*** Selected passage ***
Alternatively, the indicator segments 38h may be provided as
multicolor LED segments (for example, red and green), and ones of
the segments 38h be illuminated as green and progressively
deactivated until reaching a first low power threshold, and then
illuminated as red and progressively activated as power is further
diminished so that all LED segments are illuminated when battery
power is no longer sufficient to power the module configuration
37.
[0041] As further illustrated in FIG. 3(e), the control panel 38
may further include an indicator 38e to indicate a status of the
WLAN or WPAN network 16. Similarly to the A/C power indicator 38e,
the WLAN/WPAN network status indicator 38e may be activated when
the WLAN/WPAN network status is active or accessible, and either
de-activated or intermittently activated when the WLAN/WPAN network
status is inactive or inaccessible. Finally, a WWAN indicator 38j
may be provided to indicate a status of access to the WWAN network.
As depicted in FIG. 3(e), the indicator 38j includes indicator
elements 38f, 38g for indicating the WWAN network status. In this
configuration, for example, the indicator element 38f may be
configured with a green LED indicator element that is activated
when the WWAN network status is active or accessible, and the
indicator 38g may be configured with a red LED indicator element
that is activated when the WWAN network is inactive or inaccessible
(for example, when a signal strength of the WWAN network available
to the module configuration 37 is insufficient to support
communications. Optionally, the indicator element 38f may be
intermittently activated when the signal strength of the WWAN
network available to the module configuration 37 is marginally
sufficient to support communications. Indicators of the module
configuration 37 such as indicators 38a-38j may be electrically
connected to the input-output circuit 36 depicted in FIG. 3(a).
[0042] In addition, the control panel 38 may optionally include
microphone and speaker elements (not shown) that enable the module
configuration 37 to be operated in a voice communication mode to
allow for voice communication, for example, between an operator and
a help desk technician in event of a trouble condition reported by
one of the medical devices 10. Alternatively or in addition, the
control panel 38 may include one or more of a camera element (not
shown) and/or a display element (not shown) to be operated in a
visual communication mode. For example, the camera element may be
used to transfer images from displays of one or more medical
devices 10 to one of the remote monitoring devices 61, 62 and 63 of
FIG. 1.
[0043] FIG. 4 presents a flow diagram 400 illustrating an exemplary
method of operation for the architecture according to FIG. 1 and
relay module 30, 30a components of FIGS. 2 and 3(a), relating to
the transmission of medical device data obtained from a medical
device 10 to the access point 40. First, at step 402 of the method
400, the medical device data is received at a first one of the
relay modules 30a from one of the interface circuits 15 and/or
other relay modules 30, 30a over the wireless relay network 16. At
step 404, the processor 34 of the one relay module 30a determines
whether the WWAN is accessible by that relay module 30a.
***
Continue the patent passage about the medical-device relay module, starting right after its last sentence.
*** Data supplied ***
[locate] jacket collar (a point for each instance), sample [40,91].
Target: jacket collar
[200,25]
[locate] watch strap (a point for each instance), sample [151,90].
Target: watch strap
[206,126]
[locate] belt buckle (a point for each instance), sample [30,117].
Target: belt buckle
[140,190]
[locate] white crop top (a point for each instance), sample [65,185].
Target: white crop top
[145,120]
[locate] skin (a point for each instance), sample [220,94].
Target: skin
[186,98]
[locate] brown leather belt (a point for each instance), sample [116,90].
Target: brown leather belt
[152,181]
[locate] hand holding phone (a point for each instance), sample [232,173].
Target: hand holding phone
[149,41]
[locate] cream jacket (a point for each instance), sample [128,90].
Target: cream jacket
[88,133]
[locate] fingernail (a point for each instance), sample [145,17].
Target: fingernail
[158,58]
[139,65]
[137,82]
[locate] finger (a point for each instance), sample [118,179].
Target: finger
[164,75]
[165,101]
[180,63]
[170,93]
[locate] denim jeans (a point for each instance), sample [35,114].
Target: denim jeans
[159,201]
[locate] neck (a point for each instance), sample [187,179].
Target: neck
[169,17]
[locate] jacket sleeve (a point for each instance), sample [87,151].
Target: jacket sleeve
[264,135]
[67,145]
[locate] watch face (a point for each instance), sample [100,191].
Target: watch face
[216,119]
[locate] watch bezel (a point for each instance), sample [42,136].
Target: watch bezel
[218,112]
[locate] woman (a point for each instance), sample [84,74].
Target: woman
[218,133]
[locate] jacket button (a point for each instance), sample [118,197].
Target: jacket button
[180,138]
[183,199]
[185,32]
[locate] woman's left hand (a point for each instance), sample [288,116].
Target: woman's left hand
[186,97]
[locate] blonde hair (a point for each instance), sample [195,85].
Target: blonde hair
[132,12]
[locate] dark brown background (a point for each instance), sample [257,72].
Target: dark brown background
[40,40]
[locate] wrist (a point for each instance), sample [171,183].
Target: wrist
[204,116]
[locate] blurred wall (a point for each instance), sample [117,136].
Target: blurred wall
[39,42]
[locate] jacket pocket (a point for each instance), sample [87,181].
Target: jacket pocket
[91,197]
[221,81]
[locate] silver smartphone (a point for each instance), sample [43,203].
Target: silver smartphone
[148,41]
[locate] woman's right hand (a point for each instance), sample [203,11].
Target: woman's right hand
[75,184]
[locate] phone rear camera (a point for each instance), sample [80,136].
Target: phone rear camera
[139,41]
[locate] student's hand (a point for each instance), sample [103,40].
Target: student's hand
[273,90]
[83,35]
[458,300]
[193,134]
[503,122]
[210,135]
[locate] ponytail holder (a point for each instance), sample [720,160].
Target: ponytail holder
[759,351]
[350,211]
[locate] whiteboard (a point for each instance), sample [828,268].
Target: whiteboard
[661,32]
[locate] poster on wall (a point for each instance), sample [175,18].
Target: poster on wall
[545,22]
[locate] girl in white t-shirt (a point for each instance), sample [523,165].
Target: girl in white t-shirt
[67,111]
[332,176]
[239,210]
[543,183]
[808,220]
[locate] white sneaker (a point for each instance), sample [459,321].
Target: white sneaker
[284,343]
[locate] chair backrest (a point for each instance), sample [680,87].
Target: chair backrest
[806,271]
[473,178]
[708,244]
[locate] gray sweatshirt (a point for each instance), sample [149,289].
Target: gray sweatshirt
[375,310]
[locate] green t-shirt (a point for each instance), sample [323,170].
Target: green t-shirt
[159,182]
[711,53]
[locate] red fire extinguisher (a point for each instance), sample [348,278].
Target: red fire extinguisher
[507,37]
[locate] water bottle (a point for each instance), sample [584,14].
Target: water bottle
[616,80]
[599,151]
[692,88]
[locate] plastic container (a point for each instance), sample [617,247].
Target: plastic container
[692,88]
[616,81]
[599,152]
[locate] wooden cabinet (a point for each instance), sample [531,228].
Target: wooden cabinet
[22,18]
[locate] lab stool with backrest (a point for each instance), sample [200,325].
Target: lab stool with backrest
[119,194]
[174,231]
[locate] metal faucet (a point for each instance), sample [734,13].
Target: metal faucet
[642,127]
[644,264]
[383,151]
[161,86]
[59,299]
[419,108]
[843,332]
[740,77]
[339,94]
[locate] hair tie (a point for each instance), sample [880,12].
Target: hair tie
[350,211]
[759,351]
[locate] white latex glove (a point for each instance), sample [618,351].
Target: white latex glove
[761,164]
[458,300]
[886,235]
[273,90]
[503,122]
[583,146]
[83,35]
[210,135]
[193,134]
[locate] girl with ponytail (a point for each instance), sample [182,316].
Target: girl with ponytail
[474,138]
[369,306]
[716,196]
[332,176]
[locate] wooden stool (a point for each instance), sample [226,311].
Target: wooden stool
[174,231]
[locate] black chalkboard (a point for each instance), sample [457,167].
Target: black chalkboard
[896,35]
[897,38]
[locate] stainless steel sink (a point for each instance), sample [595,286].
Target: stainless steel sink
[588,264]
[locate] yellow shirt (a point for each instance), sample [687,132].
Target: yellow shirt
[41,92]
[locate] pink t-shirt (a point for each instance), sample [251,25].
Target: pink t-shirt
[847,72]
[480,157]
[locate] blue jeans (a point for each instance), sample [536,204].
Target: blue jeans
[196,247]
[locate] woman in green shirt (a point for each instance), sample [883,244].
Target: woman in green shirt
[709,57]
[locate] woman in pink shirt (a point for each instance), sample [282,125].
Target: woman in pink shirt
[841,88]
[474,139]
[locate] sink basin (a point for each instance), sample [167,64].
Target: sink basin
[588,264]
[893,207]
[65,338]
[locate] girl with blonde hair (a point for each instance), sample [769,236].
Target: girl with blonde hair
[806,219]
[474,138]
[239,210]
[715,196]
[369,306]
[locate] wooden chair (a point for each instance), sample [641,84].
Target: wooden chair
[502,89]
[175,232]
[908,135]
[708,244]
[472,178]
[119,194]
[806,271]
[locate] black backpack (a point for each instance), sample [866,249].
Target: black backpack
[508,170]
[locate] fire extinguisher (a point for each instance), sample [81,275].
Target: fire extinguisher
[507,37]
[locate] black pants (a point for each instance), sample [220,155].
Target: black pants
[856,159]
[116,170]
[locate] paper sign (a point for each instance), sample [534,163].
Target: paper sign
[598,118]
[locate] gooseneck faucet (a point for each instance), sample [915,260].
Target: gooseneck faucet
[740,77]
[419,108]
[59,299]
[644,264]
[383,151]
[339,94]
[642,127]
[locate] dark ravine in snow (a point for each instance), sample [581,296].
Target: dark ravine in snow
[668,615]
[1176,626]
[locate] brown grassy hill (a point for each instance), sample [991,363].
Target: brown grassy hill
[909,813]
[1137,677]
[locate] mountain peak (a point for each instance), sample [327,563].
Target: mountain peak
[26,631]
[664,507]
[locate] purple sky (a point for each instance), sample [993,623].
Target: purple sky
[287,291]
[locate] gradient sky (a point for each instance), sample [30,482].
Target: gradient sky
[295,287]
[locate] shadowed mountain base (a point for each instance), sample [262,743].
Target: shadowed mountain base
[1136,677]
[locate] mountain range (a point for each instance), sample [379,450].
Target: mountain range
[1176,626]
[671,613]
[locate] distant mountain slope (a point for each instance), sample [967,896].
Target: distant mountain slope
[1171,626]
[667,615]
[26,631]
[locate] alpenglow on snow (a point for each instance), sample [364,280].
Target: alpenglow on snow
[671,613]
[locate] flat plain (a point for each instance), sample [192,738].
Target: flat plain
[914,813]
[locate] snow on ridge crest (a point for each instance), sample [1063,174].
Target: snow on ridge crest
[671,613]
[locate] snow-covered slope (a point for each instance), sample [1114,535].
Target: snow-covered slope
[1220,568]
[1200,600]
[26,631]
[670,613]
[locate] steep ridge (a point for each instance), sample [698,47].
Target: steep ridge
***
Result of the task:
[0044] The determination of step 404 may be carried out in a
variety of manners. For example, the processor 34 may interrogate
the status module 32b of the transceiver 32 at the time of the
receipt of the medical device data to determine a status parameter
indicative of access for the transceiver 32 to the WWAN (for
example, as the result of the transceiver 32 detecting an access
signal of the WWAN having adequate signal strength). Alternatively,
the processor 34 may interrogate the status module 32b at a
different time including, for example, at system start-up and/or
periodically (for example, hourly), and maintain a status indicator
such as in the buffer 35 or another storage element to be retrieved
at the time of receipt of the medical data. As yet another
alternative, the relay module 30, 30a may be assigned a
predetermined, fixed role within the network 16. For example, relay
modules 30a in the network 16 may be assigned a data routing
assignments by a controller or "master" relay module. By
definition, the WWAN status for relay module 30 that does not
possess WWAN access capability shall have a fixed status of "WWAN
inaccessible."
[0045] If, as provided for in step 404, the status module 32b
indicates that the WWAN is accessible by the transceiver 32, the
processor 34 will proceed to step 406 to instruct the data
processing circuit 33 of the one relay module 30 to retrieve the
medical device data from the buffer 35 (as necessary) and forward
the medical device data to the transceiver 32 for transmission to
the access point 40 over the WWAN.
[0046] Alternatively, in step 404, the status module 32b may
indicate that the WWAN is not accessible by the transceiver 32. For
example, if the one relay module 30a is located on a basement floor
of the building in an area that is substantially shielded with
respect to WWAN signals, the WWAN may not be accessible to the one
relay module 30a. In this event, at step 408, the processor 34
determines whether a second relay module 30a is accessible via the
WLAN or WPAN. Again, this determination may be made in a variety of
manners including by instructing the transceiver 31 to send a
handshake signal transmission directed to a second relay module 30a
and to listen for a reply, or by retrieving a stored status
indicator for the second relay module 30a.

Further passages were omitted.